● WORK INSTRUCTIONS: Copy every item below word for word, with nothing left out or changed.
START THE INPUT
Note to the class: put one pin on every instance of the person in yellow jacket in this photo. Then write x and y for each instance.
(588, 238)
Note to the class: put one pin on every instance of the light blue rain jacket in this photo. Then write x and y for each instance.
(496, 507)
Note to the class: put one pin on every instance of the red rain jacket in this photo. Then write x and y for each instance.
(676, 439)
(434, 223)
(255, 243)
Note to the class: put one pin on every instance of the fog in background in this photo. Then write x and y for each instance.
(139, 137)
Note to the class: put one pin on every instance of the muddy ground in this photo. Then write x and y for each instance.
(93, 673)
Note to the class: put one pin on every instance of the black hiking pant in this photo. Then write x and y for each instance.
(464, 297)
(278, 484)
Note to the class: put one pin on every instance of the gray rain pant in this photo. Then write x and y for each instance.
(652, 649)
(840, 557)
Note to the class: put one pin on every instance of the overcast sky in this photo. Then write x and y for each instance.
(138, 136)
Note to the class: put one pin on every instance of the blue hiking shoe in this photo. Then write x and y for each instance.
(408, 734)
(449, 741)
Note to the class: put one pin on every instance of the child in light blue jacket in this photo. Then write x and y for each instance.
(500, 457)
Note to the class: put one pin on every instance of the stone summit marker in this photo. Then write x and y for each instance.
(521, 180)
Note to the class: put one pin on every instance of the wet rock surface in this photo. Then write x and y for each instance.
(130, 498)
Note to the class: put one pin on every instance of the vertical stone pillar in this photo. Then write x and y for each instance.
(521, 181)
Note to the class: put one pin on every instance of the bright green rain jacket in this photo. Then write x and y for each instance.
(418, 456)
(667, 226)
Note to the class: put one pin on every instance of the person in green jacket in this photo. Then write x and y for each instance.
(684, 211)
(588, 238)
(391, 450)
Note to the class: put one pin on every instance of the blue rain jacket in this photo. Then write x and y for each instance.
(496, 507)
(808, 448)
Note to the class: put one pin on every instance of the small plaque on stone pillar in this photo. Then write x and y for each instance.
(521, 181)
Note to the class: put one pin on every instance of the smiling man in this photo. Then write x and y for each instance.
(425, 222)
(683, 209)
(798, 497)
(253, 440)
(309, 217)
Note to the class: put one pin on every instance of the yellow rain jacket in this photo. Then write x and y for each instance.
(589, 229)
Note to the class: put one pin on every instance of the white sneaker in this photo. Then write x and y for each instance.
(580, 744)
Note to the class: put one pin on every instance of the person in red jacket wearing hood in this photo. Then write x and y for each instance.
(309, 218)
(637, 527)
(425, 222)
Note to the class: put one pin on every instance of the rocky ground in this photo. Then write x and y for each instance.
END THE INPUT
● FULL RESPONSE:
Note to the class: put one pin on every instance of the person in yellow jacket in this photo. Then write x and y for each instance.
(588, 238)
Note to the class: put one pin on every instance of the light blue rain jacket in this photo. Then write x and y for each instance.
(496, 507)
Note to the class: put one pin on every instance of the red rain jacket in this photo. Then write x and y for each instance.
(676, 439)
(434, 223)
(255, 243)
Note to the class: put one pin on every instance of the fog in background in this photo. Then write x and y for each instance.
(139, 137)
Note to the class: put one pin on every instance of the muddy ground in this photo. Then write x and y for each instance.
(93, 673)
Note to the class: put one pin on every instance of the black hiking pant in this photo. Then write x and y for each instance.
(464, 297)
(278, 484)
Note to the class: put one pin on every instance of the gray rain pant in this photo. Then write x and y for each instance.
(652, 649)
(840, 557)
Note to the class: put one pin on every instance of the overcast sky in this photo. Then write x and y for each instance.
(138, 136)
Note to the class: put one pin on every instance of the blue hiking shoe in this photo. Then write x and y for each instance.
(408, 734)
(449, 741)
Note to the class: put one pin on every instance of the child in light blue jacket in this photo. Then write x and y for each instance.
(500, 457)
Note to the class: put one pin on every instance of the stone summit marker in this photo. Then write x and y for each instance.
(521, 180)
Note to the class: put one pin on every instance of the wet rock surface in this photo. Then write x and y for each instance.
(130, 498)
Note to the class: put one pin on every instance of the vertical stone pillar in this photo. Then write x and y for each instance.
(521, 181)
Note to the class: put one pin on every instance of the bright green rain jacket in this photo. Then write x and y for each instance.
(418, 456)
(667, 226)
Note to the class: put one pin on every instance of the person in green jacket in this photo. Then write x and y for each instance.
(684, 211)
(588, 238)
(391, 450)
Note to the class: put one pin on every instance of the blue rain jacket in this photo. Then write x and y for each instance.
(496, 507)
(808, 448)
Note to the class: put one pin on every instance of the small plaque on stone pillar in this photo. Then write x and y for each instance.
(521, 181)
Note to the class: put one pin on every instance of the smiling man in this photo. Then write x and y for each instance.
(425, 222)
(683, 209)
(798, 497)
(253, 440)
(309, 217)
Note to the class: put one pin on every instance of the yellow rain jacket in this photo. Then write x and y for each instance.
(589, 229)
Note to the class: put one pin on every instance of the white sneaker in this photo. Then write x and y for each instance.
(580, 744)
Note to the class: put one pin on every instance of the person in red jacket wearing hood in this photo. Then write x and y for each instance.
(309, 218)
(637, 527)
(425, 222)
Note to the class: put one pin on every instance of the rocky ground in this photo. Then write x and y for each instance.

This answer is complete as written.